---- Stored data

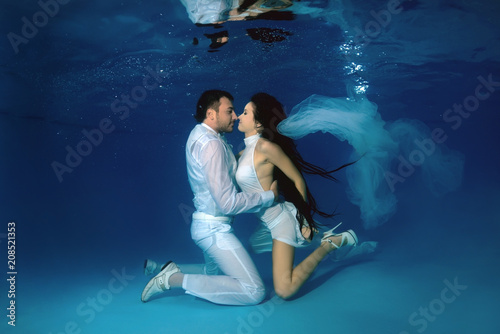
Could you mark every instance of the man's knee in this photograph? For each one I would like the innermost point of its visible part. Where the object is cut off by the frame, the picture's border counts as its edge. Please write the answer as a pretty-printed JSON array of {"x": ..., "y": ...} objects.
[{"x": 256, "y": 295}]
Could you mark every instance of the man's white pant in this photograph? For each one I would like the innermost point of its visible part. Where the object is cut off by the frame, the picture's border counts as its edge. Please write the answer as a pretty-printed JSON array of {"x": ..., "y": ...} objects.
[{"x": 240, "y": 282}]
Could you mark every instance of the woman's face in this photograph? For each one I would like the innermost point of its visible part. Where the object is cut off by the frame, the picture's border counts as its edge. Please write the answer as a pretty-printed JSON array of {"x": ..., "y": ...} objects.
[{"x": 247, "y": 122}]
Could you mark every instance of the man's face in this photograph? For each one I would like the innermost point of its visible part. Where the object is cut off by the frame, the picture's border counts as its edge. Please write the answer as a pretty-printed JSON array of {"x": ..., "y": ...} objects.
[{"x": 226, "y": 116}]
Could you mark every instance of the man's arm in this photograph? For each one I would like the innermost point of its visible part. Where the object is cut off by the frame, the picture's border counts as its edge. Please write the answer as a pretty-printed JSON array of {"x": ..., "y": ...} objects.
[{"x": 221, "y": 187}]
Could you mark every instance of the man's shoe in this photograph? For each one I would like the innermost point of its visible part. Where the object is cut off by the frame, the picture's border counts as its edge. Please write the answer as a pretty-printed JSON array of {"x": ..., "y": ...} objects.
[{"x": 159, "y": 283}]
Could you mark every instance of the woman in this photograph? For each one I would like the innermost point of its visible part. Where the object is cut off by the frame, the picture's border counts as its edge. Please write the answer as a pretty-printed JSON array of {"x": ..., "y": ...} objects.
[{"x": 268, "y": 156}]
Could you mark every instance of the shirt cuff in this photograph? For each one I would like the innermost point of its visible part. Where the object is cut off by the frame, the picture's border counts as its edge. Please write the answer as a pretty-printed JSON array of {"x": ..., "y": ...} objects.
[{"x": 267, "y": 198}]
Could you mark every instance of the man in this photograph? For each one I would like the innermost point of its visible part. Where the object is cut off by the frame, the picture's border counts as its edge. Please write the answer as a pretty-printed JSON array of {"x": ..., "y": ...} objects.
[{"x": 211, "y": 168}]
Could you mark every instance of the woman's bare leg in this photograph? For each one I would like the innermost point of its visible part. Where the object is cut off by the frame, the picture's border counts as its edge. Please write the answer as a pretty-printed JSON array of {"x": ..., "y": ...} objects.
[{"x": 287, "y": 279}]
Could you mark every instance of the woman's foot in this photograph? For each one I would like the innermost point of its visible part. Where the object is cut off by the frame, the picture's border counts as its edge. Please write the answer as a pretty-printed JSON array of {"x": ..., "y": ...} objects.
[{"x": 342, "y": 239}]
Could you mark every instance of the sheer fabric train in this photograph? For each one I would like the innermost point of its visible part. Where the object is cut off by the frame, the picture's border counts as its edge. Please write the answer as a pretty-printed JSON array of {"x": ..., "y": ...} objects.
[{"x": 381, "y": 146}]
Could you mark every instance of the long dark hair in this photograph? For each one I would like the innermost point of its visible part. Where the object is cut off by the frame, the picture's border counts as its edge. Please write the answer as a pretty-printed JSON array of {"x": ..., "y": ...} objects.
[{"x": 269, "y": 113}]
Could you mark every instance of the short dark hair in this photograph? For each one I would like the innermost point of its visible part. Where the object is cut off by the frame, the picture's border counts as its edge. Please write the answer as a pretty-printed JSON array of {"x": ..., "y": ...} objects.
[{"x": 210, "y": 99}]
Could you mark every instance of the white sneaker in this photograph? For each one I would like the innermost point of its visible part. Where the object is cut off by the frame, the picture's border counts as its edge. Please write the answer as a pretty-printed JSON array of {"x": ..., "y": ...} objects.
[
  {"x": 159, "y": 283},
  {"x": 151, "y": 267}
]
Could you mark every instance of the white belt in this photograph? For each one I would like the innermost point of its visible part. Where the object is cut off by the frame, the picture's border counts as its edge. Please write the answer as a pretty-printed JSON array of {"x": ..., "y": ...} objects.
[{"x": 203, "y": 216}]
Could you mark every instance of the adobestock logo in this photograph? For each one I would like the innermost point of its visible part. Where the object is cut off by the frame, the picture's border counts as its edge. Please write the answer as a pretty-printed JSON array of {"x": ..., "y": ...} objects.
[{"x": 40, "y": 19}]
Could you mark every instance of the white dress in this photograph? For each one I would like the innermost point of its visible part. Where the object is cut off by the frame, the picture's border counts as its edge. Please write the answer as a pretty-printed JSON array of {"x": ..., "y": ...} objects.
[{"x": 278, "y": 221}]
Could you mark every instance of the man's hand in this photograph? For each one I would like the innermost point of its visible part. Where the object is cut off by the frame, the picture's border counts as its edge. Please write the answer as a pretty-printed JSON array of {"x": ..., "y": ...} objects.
[{"x": 274, "y": 188}]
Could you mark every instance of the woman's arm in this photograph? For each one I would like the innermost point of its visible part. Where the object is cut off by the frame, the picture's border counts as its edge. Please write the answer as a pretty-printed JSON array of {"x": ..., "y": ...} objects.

--------

What needs to be done:
Pictures in the records should not appear in your copy, but everything else must be transcribed exactly.

Complete answer:
Could you mark every instance of the man's knee in this photograph? For each one I would like the innermost point of its visible part. Where the object is cut off by the frame, the picture's border counts as its edge. Please write the answer as a pretty-printed JSON array of {"x": ..., "y": ...} objects.
[{"x": 256, "y": 295}]
Could you mark every instance of the man's white pant in this photograph? For each one I would like the innermost point of its visible part. Where the object is cut off by the frame, the picture's border counts as its edge. Please write the answer as a pretty-printed JSON array of {"x": ..., "y": ...} objects.
[{"x": 240, "y": 282}]
Could you mark every instance of the woman's face in this photograph? For each one I would like the innermost point of its visible part. Where the object is cut off by the frame, the picture's border counts as its edge. Please write the answer as a pretty-printed JSON array of {"x": ..., "y": ...} objects.
[{"x": 247, "y": 122}]
Could you mark every instance of the man's face in this photograph? For each one I would like the innermost point of its visible part. Where the object is cut off by the frame, the picture's border counts as its edge. Please write the answer as a pretty-printed JSON array of {"x": ..., "y": ...} objects.
[{"x": 226, "y": 116}]
Could you mark every instance of the man's arm in this photograph? For each one I would like the innermost point of its visible part. Where the object is cut off by the frame, the picture's border counts as its edge. Please write the answer as a pretty-printed JSON array of {"x": ..., "y": ...} objects.
[{"x": 221, "y": 187}]
Could you mark every instance of the man's shoe in this photograph? For each one I would like the innermost point of its visible part. Where the object is cut off by the frame, the picture's border counts as its edge. Please write the answer as a pretty-printed JSON array of {"x": ..., "y": ...} objects.
[{"x": 159, "y": 283}]
Could you mark every instance of the woman in this photograph? For each one I would like the innermost point of its visible part. Where the object is cut off by the frame, the picture's border counts as its edge. Please write the answer as a pretty-printed JSON array of {"x": ..., "y": ...} objects.
[{"x": 268, "y": 156}]
Could you mark every instance of the shirt cuff in this photograph? For each one I would like the innermost point of its visible part. Where the object is cut off by the frame, the picture's border counts as its edge. Please write the answer as a pretty-printed JSON array of {"x": ..., "y": ...} objects.
[{"x": 267, "y": 198}]
Could you mark every instance of the man in this photograph? For each one I would like the innermost point of its visible part. Where the object is cut off by the frame, the picture's border counts as its edge. Please write the answer as a pretty-printed JSON array of {"x": ..., "y": ...} objects.
[{"x": 211, "y": 168}]
Could you mark every instance of the woman's bare leg in this photograph? For each one I would like the innermost point of its visible part. Where the object is cut off by the frame, the picture's border counts as its edge. Please write the answer as a pretty-printed JSON array of {"x": ..., "y": ...} objects.
[{"x": 287, "y": 279}]
Could you mark every instance of the woman's foot in this photograph? For each one I would like the innermost point of its visible part. Where the object is cut off by the frame, the picture's border counts as its edge. Please write the answer as a pretty-printed JSON array of {"x": ..., "y": ...} objects.
[{"x": 342, "y": 239}]
Could you mark every instance of the sheer fabric train in this photograph? For each one I would like the innermost point of its visible part. Where the object is cut off by the frame, the picture's border counts as its edge. Please write the answer as a pretty-printed JSON array of {"x": ..., "y": ...} objects.
[{"x": 381, "y": 146}]
Could you mark every instance of the long dark hair in this photograph? For each one I would like the innermost point of its visible part. Where the object is cut off by the frame, the picture's border counts as its edge. Please write the answer as a pretty-printed JSON array of {"x": ..., "y": ...} objects.
[{"x": 269, "y": 113}]
Could you mark every instance of the short dark hair in this photograph? For each one I would like the innermost point of its visible part. Where the object is cut off by the frame, the picture's border counts as its edge. Please write the answer as a pretty-printed JSON array of {"x": ..., "y": ...} objects.
[{"x": 210, "y": 99}]
Could you mark every instance of the white sneaker in this photograph? For each one I would like the innermost point of its visible part. Where the object is cut off by the frame, the picture's border counts as its edge. Please write the answer as a pretty-printed JSON array of {"x": ..., "y": ...} objects.
[
  {"x": 159, "y": 283},
  {"x": 151, "y": 267}
]
Could you mark every instance of the white belt in this photograph? For each one I would like the innermost point of its visible part. Where the object is cut off by the frame, the picture's border counts as its edge. Please write the answer as a pretty-printed JSON array of {"x": ..., "y": ...} objects.
[{"x": 203, "y": 216}]
Could you mark every instance of the adobestock logo in this photograph? For each one I would like the innermost point of its visible part. Where the object is cut off by the frame, the picture's border counts as its edge. Please write the answer as a pretty-printed JSON array of {"x": ..., "y": ...} objects.
[{"x": 40, "y": 19}]
Could you mark every instance of the white dress in this photograph? For each one I would like the innermost point of its visible part. Where the object is cut off by the frame, the picture's border counts as its edge. Please write the answer as a pretty-printed JSON array of {"x": ..., "y": ...} objects.
[{"x": 278, "y": 221}]
Could you mark every instance of the man's hand in this photograph? For each one I would like the innermost point of its visible part. Where the object is cut off by the frame, the picture's border counts as its edge. Please write the answer as a pretty-printed JSON array of {"x": ..., "y": ...} objects.
[{"x": 274, "y": 188}]
Could you mark every instance of the woman's arm in this photograph? For each one I would like the innermost point of its visible part. Where the object is cut off by the frame, the picture's border counts as its edge. Please write the answer as a pretty-printed JSON array of {"x": ..., "y": ...} objects.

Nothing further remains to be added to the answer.